Task to complete »
Reproduce all entries precisely, down to the last character.

Data entries »
** Begin **
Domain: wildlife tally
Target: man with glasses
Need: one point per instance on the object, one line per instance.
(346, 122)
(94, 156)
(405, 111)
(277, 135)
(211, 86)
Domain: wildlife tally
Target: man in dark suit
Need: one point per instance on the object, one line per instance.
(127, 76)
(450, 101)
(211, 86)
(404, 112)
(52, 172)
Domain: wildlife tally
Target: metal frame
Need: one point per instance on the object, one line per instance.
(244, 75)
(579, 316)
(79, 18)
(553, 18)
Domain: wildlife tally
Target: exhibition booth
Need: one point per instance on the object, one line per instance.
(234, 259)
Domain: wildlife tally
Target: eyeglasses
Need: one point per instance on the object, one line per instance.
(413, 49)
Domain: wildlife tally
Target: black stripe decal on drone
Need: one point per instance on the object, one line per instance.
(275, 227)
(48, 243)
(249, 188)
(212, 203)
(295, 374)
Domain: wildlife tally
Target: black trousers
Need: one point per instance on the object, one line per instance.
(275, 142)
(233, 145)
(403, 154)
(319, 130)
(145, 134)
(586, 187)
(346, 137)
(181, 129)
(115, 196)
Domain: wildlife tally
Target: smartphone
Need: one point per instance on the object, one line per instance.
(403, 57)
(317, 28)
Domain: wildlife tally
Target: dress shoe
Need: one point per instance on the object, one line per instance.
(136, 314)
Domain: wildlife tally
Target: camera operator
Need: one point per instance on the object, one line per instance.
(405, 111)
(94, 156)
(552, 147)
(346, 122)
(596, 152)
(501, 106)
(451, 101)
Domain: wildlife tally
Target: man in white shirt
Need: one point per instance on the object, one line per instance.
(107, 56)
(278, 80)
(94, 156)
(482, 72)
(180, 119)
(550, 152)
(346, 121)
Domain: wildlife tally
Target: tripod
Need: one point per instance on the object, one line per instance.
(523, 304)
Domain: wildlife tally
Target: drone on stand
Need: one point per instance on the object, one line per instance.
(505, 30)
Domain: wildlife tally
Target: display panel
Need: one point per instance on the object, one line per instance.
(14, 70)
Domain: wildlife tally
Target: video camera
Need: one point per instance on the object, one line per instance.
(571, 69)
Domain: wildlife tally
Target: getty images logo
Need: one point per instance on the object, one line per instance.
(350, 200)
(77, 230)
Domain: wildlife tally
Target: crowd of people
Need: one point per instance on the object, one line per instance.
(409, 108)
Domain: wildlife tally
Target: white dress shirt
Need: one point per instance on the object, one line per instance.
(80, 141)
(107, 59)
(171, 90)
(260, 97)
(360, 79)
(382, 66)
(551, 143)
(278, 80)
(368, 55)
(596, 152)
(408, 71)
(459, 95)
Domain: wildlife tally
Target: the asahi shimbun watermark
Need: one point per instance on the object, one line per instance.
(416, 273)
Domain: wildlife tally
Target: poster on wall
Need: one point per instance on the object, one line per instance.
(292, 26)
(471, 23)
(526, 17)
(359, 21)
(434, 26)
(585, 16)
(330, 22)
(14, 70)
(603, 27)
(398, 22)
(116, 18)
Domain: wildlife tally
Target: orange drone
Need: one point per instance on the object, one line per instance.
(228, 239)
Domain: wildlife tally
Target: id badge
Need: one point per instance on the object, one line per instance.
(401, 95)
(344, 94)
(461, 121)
** End **
Full response »
Domain: wildlife tally
Target: man with glasses
Need: one point per instance on the object, one line per instance.
(346, 122)
(94, 156)
(405, 111)
(277, 135)
(211, 86)
Domain: wildlife tally
Target: man in dark suit
Need: one point per instance on the object, one line per instance.
(127, 76)
(450, 101)
(211, 86)
(404, 112)
(52, 172)
Domain: wildlife tally
Target: metal frame
Need: one point per instance on the object, one line per instance.
(244, 75)
(579, 316)
(79, 18)
(553, 18)
Domain: wildlife tally
Target: exhibition booth
Need: one point per instance on the object, one line per instance.
(234, 259)
Domain: wildlife tally
Target: eyeglasses
Need: one point per instance on the object, one line per instance.
(413, 49)
Domain: wildlife tally
Target: black stripe decal on drone
Need: one point per instance on the object, one line per instance.
(275, 227)
(48, 243)
(249, 188)
(212, 203)
(295, 374)
Domain: wildlife tally
Target: black trousers
Need: one point per instance on the object, one line per instance.
(275, 142)
(233, 145)
(403, 154)
(319, 130)
(145, 134)
(586, 187)
(346, 137)
(181, 129)
(115, 196)
Domain: wildlife tally
Target: smartphone
Need: one point per instance on the object, one line per instance.
(403, 57)
(317, 28)
Domain: wildlife tally
Target: dress shoe
Need: one point per instance on the object, one line per instance.
(136, 314)
Domain: wildlife tally
Target: camera operator
Need: one point per instance on the object, one line per instance.
(405, 111)
(94, 156)
(552, 147)
(346, 122)
(596, 152)
(501, 106)
(451, 101)
Domain: wildlife tally
Target: man in white shirt
Need: one point per instance on the object, one line per instance.
(107, 56)
(278, 80)
(94, 156)
(482, 72)
(180, 119)
(550, 152)
(346, 121)
Domain: wildlife tally
Target: tripod
Need: one point per instance on the object, one line per instance.
(523, 304)
Domain: wildlife tally
Target: drone on stand
Need: one point per instance on the object, one line per instance.
(505, 30)
Domain: wildlife tally
Target: display panel
Need: one point per instance on the object, one line per instance.
(14, 70)
Domain: wildlife tally
Target: video camera
Need: one point per instance on the object, one line per instance.
(571, 69)
Domain: wildlife tally
Target: getty images logo
Need: one point per instance on the object, one line per instance.
(350, 200)
(77, 230)
Domain: wildlife tally
Target: crowd of people
Need: one point per instance on the object, one line per instance.
(409, 108)
Domain: wildlife tally
Target: white dress shirt
Need: one point per instance on the object, one line per instance.
(80, 141)
(107, 59)
(171, 90)
(260, 97)
(360, 79)
(382, 66)
(551, 143)
(278, 80)
(368, 55)
(596, 152)
(408, 71)
(459, 95)
Domain: wildlife tally
Target: the asahi shimbun watermark
Need: one point per instance on the object, one line per instance.
(416, 273)
Domain: wildlife tally
Target: poster on wall
Need: one point per instance on the object, one line per instance.
(292, 26)
(471, 23)
(526, 17)
(359, 21)
(434, 26)
(585, 16)
(330, 22)
(14, 70)
(603, 27)
(398, 22)
(116, 18)
Domain: wildlife tally
Target: orange drone
Need: one point per instance on the object, one line per instance.
(228, 239)
Domain: wildlife tally
Target: id badge
Need: one point per instance on the object, one line per instance.
(401, 95)
(344, 94)
(461, 121)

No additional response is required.